### Instructions to follow
Report every line below that has the string "negative" in it.

[Data for this exercise — start]

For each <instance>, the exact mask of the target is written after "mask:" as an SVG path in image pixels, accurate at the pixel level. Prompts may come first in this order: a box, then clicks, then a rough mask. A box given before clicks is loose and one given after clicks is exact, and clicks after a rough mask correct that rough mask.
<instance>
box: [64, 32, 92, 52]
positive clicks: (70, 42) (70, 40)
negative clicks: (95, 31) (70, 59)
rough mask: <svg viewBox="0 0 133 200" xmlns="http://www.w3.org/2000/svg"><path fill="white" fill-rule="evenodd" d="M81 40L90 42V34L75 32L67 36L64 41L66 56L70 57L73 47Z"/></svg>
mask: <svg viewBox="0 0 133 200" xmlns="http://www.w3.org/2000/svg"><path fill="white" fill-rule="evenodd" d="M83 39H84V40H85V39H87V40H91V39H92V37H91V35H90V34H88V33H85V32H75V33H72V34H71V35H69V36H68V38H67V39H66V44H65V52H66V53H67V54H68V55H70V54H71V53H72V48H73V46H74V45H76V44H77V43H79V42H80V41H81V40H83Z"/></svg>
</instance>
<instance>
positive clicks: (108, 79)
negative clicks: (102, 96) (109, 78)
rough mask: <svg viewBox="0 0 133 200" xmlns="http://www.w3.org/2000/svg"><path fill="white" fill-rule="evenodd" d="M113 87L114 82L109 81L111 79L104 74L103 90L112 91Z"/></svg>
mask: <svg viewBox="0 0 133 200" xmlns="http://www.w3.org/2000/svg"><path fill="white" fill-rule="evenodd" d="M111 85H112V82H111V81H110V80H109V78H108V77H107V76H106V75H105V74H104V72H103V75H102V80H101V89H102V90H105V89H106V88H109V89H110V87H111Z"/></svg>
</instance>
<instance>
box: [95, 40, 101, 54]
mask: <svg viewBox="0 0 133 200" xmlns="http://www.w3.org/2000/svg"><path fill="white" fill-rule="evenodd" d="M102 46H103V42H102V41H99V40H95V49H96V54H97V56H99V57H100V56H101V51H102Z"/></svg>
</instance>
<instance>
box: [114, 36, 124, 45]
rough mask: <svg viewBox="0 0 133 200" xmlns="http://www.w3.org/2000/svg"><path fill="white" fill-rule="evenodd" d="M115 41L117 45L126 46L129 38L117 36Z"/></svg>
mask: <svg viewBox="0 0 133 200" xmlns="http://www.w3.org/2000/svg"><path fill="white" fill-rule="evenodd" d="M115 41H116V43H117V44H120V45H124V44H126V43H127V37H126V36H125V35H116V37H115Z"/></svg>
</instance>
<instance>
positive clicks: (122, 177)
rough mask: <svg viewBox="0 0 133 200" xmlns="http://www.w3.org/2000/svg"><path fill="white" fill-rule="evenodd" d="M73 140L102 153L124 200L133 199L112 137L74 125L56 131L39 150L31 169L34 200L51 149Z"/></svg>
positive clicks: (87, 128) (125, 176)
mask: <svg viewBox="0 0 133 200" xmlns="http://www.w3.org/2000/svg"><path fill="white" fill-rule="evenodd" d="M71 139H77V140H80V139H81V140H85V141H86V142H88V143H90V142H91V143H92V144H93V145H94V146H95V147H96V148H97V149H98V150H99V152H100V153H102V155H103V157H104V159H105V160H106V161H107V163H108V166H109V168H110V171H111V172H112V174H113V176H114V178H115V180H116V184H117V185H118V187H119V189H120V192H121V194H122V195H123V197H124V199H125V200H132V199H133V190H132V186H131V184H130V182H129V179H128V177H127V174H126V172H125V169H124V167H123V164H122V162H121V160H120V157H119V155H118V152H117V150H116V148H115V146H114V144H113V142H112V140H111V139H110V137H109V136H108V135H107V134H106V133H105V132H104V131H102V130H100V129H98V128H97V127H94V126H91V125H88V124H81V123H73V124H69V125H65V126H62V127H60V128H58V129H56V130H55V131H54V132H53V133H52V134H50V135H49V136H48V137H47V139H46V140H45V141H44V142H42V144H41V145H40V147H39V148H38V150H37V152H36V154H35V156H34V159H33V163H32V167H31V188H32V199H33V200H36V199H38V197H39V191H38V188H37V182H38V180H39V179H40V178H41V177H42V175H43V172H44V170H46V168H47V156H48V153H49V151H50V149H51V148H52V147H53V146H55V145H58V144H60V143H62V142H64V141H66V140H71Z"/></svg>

[Data for this exercise — finish]

### Completed exercise
negative clicks: (95, 31) (70, 59)
negative clicks: (102, 96) (109, 78)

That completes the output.